### ACTION ITEM:
Retype all of the records shown beneath this task, exactly as they stand.

******

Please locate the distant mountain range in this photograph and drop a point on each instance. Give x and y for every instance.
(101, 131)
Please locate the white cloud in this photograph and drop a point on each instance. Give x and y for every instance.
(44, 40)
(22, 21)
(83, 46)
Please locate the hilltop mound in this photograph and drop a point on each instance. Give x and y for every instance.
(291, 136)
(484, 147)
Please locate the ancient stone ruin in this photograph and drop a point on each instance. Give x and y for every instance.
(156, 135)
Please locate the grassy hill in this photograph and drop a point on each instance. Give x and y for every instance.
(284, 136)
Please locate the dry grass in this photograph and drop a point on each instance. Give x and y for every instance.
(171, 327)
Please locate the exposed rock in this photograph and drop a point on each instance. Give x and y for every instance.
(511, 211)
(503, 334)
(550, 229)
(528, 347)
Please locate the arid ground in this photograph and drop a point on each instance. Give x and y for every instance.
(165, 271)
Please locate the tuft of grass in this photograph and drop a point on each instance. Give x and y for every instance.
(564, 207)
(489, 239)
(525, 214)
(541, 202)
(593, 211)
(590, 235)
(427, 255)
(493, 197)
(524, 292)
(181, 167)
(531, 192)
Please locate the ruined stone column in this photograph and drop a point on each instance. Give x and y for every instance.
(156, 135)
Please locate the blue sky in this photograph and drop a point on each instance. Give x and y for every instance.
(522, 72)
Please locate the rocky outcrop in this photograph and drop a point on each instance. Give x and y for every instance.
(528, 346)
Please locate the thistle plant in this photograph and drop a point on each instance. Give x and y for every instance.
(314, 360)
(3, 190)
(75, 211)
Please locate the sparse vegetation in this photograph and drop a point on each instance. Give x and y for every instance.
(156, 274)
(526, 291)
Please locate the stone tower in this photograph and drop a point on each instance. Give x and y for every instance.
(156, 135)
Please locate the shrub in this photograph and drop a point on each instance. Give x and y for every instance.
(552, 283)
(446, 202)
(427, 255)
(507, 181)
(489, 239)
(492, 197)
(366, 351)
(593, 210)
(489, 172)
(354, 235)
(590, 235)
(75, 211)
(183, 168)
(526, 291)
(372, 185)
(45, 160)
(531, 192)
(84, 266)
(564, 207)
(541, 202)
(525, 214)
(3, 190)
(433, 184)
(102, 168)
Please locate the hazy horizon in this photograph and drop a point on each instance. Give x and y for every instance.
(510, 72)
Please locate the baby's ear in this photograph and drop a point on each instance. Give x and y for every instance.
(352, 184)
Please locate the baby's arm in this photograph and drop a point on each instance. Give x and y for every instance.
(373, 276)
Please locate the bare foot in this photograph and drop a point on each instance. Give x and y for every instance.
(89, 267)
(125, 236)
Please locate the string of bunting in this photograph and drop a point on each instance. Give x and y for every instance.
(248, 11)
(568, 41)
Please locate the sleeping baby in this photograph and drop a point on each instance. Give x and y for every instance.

******

### REPLY TO THE TASK:
Please locate the distant mountain range in this photograph and drop a point on each instance. Give x and y for every instance.
(101, 131)
Please locate the white cloud in this photograph and drop a point on each instance. Give x and y for every instance.
(44, 40)
(22, 21)
(83, 46)
Please locate the hilltop mound in this photograph and drop a point on each instance. Give x and y for every instance.
(291, 136)
(484, 147)
Please locate the ancient stone ruin in this photograph and drop a point on each instance. Give x and y for every instance.
(156, 135)
Please locate the grassy hill in this photograph and drop a point on each instance. Give x and y for every instance.
(284, 136)
Please locate the dry grass in this photograph and drop a point on each instance. Give x and y for every instance.
(171, 327)
Please locate the exposed rock in this photograph and drop a point on each instance. Give x and y for every instance.
(511, 211)
(503, 334)
(550, 229)
(528, 347)
Please locate the arid ground in this photograph and drop a point on each instance. Give x and y for every instance.
(165, 271)
Please locate the tuft of grass in this photograph and drop a point on each instance. Give x and y for every instance.
(564, 207)
(489, 239)
(525, 214)
(541, 202)
(593, 211)
(590, 235)
(427, 255)
(493, 197)
(524, 292)
(181, 167)
(531, 192)
Please locate the ruined stone column in this photograph and drop a point on each instance. Give x and y for every instance.
(156, 135)
Please locate the blue sky in this photograph and drop a point on each instance. Give x and y for every instance.
(522, 72)
Please locate the rocky outcrop in this photograph and drop a point on each instance. Give x and y for every instance.
(528, 346)
Please locate the thistle plant in this photograph and drop a point on each instance. Give x and y for every instance.
(314, 360)
(3, 190)
(75, 211)
Please locate the sparse vegetation in this photograph and drop a point on each instance. Give x and y for every instance.
(156, 274)
(526, 291)
Please locate the stone tower in this photograph and drop a point on each instance. Give x and y for every instance.
(156, 135)
Please locate the shrub in this photograph and drop a point on each instance. Give x and y for every instance.
(552, 283)
(446, 202)
(427, 255)
(507, 181)
(489, 239)
(492, 197)
(366, 351)
(593, 210)
(489, 172)
(354, 235)
(590, 235)
(75, 211)
(183, 168)
(526, 291)
(372, 185)
(45, 160)
(531, 192)
(84, 266)
(564, 207)
(541, 202)
(525, 214)
(3, 190)
(433, 184)
(102, 168)
Please locate the hazy horizon in this photograph and drop a point on each instance. Give x and y for every instance.
(510, 72)
Please locate the baby's ear in this photograph and drop a point on each instance. Give x and y for every instance.
(352, 184)
Please locate the baby's arm in this photograph and drop a point on each instance. Give x and y for every instance.
(373, 276)
Please locate the bare foot in this photograph and drop a point on each instance. Give x and y for every instance.
(89, 267)
(125, 236)
Please locate the string of bunting in this photograph and drop a point on each instance. Give x and y for every instance.
(248, 11)
(568, 41)
Please locate the sleeping baby in this photograph and drop a point on each instance. Give x and y for every instance.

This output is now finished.